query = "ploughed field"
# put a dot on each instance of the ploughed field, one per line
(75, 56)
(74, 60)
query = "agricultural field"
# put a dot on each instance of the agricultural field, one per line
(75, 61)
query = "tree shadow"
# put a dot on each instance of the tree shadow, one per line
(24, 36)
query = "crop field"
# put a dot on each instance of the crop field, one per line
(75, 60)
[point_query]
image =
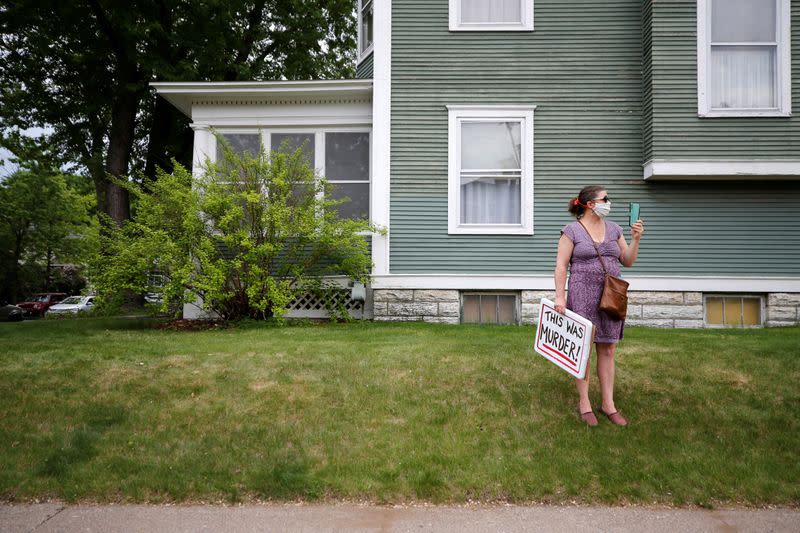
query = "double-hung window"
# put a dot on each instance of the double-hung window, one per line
(490, 170)
(366, 11)
(491, 15)
(341, 155)
(743, 58)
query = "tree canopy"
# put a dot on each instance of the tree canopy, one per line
(83, 67)
(45, 219)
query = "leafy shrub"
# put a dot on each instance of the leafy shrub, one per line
(246, 237)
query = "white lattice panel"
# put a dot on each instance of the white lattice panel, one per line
(313, 306)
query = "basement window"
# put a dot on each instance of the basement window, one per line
(488, 308)
(733, 311)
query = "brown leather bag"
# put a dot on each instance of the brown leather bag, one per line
(614, 300)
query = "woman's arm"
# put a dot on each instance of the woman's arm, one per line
(565, 247)
(629, 254)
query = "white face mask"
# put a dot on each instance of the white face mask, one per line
(602, 210)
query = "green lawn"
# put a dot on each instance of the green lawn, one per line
(103, 410)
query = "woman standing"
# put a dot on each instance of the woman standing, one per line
(576, 251)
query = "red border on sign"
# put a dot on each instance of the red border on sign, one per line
(563, 357)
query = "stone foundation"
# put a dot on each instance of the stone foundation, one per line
(645, 308)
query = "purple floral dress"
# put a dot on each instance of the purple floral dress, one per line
(586, 278)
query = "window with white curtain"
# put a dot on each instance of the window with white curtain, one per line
(489, 15)
(490, 167)
(743, 58)
(366, 11)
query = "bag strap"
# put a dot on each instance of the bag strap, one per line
(596, 247)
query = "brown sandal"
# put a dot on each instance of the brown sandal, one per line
(588, 417)
(615, 418)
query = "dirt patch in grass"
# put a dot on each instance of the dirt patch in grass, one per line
(191, 325)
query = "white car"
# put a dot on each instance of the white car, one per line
(71, 304)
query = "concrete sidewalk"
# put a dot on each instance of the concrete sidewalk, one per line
(362, 518)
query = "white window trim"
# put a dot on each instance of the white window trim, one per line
(456, 115)
(319, 147)
(783, 83)
(365, 52)
(762, 312)
(526, 24)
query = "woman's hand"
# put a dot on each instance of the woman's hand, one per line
(637, 229)
(561, 304)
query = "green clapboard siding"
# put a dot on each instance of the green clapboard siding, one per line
(672, 128)
(364, 68)
(582, 68)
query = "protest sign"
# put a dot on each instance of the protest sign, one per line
(565, 340)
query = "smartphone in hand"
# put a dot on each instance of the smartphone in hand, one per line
(634, 213)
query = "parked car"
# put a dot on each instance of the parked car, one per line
(71, 305)
(11, 313)
(37, 304)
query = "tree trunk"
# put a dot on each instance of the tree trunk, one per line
(47, 276)
(14, 277)
(120, 145)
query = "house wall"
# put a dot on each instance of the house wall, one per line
(582, 69)
(364, 68)
(672, 127)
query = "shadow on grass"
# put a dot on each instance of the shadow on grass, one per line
---
▶ _Requirement_
Would you print the listing above in full, exactly, but with no pictures?

▶ _Result of this task_
query = "ploughed field"
# put a dot on each instance of the ploughed field, one per line
(75, 56)
(74, 60)
query = "agricultural field"
# put a dot on each instance of the agricultural field, one per line
(75, 61)
query = "tree shadow"
# put a dot on each instance of the tree shadow, one per line
(24, 36)
query = "crop field"
# put a dot on each instance of the crop field, one per line
(75, 60)
[point_query]
image =
query = "double-hung window"
# put a dot on each instance of the double-hung window, one per line
(490, 170)
(366, 11)
(491, 15)
(341, 155)
(743, 58)
query = "tree canopy"
# put a dot on each instance of the tree canopy, one per line
(83, 67)
(45, 219)
query = "leafy shrub"
# put a dot on each instance of the leafy shrub, one per line
(246, 237)
query = "white lattice panel"
# put a dot on each instance of the white lattice panel, one per line
(313, 306)
query = "basement window"
# put a dot on each instance of the basement window, one per line
(488, 308)
(733, 311)
query = "brown leather bag"
# put a dot on each instance of the brown leather bag, one per line
(614, 300)
query = "woman's arm"
# put a dot on each instance of the woman's arm, one per line
(565, 247)
(629, 254)
query = "white face mask"
# put a dot on each instance of the white face mask, one per line
(602, 210)
query = "green lawn"
# put a dot on each instance of the green lawn, one per line
(103, 410)
query = "woman standing"
# put a dot on each instance of the woman standing, one per line
(576, 251)
query = "red border on sign"
# put a dot on each instance of the red border on sign, one per line
(563, 357)
query = "stone foundation"
# put a dot on each instance of the stone foundation, one per line
(645, 308)
query = "purple floral dress"
# put a dot on each instance of the purple floral dress, one per line
(586, 278)
query = "window with white curtain"
# put a dot on each instance of the window with white curtain, one per line
(489, 15)
(490, 167)
(743, 58)
(366, 11)
query = "bag strap"
# put a dot on each instance of the bag strap, one per line
(596, 247)
query = "brown sandal"
# put a dot on each instance of the brown sandal, one per line
(588, 417)
(615, 418)
query = "dirt patch in grass"
# put a dot on each instance of the dirt patch in grass, one per line
(191, 325)
query = "white car"
# put a dot on each instance of the white car, one per line
(71, 304)
query = "concrete sidewalk"
# put a dot on each instance of the concrete sidewalk, one per line
(362, 518)
query = "white window trim"
# put a dot on each instance of the white window trim, one per line
(456, 115)
(319, 147)
(783, 83)
(365, 52)
(762, 312)
(526, 24)
query = "woman's hand"
# put a dot on each instance of the woman's hand, one per line
(637, 229)
(561, 304)
query = "green clapboard siding"
# put a dot on each instance of the green clapboard siding, one per line
(672, 128)
(364, 68)
(582, 68)
query = "protest sign"
# put a dot on each instance of the protest sign, one per line
(565, 340)
query = "smartphone in hand"
# put a dot on each instance of the smartphone in hand, one per line
(634, 213)
query = "parked car"
# put a dot on each instance of the parked car, one per line
(71, 305)
(11, 313)
(37, 304)
query = "tree trunk"
# put a dot on each instance of the tree trunk, one per line
(47, 276)
(14, 277)
(120, 145)
query = "house wall"
# put a dot on each instance of the house wall, one per line
(582, 69)
(364, 68)
(672, 127)
query = "shadow on grass"
# put a dot on each instance of the shadow on grass, one per line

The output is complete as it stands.